▶ **What to do**: Among the records below, find the lines containing "this" and state only how many there are.

(Dataset excerpts)
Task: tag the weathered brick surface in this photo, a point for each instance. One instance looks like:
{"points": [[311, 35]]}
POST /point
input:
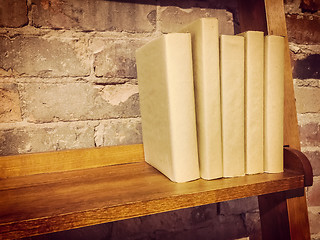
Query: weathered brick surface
{"points": [[78, 101], [313, 193], [12, 141], [13, 13], [239, 206], [172, 18], [314, 157], [116, 57], [193, 223], [34, 56], [314, 219], [307, 99], [307, 67], [118, 132], [9, 103], [310, 134], [253, 225], [94, 15], [303, 29], [46, 137]]}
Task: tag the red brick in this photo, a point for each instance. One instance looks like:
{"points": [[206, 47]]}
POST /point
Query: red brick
{"points": [[303, 29], [307, 99], [34, 56], [307, 68], [314, 158], [314, 219], [310, 134], [46, 137], [172, 18], [78, 101], [9, 103], [94, 15], [13, 13], [313, 193]]}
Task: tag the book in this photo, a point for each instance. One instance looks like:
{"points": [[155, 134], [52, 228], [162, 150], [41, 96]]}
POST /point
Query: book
{"points": [[206, 72], [254, 91], [232, 104], [167, 105], [274, 103]]}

▶ **The completed task**: 3